— START Record set —

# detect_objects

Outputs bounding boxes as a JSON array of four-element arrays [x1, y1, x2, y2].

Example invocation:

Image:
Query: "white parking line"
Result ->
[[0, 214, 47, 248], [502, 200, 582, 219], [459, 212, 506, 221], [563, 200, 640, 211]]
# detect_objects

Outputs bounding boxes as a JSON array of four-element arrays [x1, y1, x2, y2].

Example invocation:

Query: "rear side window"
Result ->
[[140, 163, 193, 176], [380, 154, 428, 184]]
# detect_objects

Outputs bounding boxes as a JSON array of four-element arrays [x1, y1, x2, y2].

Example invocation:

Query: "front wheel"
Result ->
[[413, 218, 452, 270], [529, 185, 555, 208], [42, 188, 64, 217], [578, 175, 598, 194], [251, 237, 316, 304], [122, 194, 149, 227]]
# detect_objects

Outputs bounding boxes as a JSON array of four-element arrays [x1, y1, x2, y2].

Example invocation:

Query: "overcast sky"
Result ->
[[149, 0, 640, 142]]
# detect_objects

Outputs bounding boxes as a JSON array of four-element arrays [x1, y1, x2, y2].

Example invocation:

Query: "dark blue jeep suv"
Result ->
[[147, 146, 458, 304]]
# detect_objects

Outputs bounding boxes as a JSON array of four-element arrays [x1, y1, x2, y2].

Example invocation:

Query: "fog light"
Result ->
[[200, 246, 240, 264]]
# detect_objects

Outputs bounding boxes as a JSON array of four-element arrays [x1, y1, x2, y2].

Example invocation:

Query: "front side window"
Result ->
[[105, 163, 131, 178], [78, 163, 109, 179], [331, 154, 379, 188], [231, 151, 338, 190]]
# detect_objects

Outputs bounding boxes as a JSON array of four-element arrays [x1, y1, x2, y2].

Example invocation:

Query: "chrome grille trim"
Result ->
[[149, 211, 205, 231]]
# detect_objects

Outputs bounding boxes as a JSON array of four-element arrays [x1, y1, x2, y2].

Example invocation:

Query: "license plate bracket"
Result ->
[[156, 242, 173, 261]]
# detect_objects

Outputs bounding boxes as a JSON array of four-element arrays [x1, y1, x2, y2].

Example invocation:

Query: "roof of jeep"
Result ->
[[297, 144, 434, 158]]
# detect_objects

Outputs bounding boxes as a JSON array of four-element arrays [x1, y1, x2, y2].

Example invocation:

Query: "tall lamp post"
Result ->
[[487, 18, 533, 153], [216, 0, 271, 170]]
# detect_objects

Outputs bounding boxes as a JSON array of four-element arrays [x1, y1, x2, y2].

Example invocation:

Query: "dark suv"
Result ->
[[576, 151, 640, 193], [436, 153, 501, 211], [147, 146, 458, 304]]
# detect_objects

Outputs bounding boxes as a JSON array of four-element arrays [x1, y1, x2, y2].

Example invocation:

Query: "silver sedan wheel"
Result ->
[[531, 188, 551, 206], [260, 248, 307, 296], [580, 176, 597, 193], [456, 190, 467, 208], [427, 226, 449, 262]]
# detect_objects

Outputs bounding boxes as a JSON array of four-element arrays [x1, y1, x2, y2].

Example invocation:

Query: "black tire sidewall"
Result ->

— END Record set —

- **Task goal**
Please count the lines in the records above that contain the string "wheel", treating case as significant, and reply with only the number.

- **Result**
2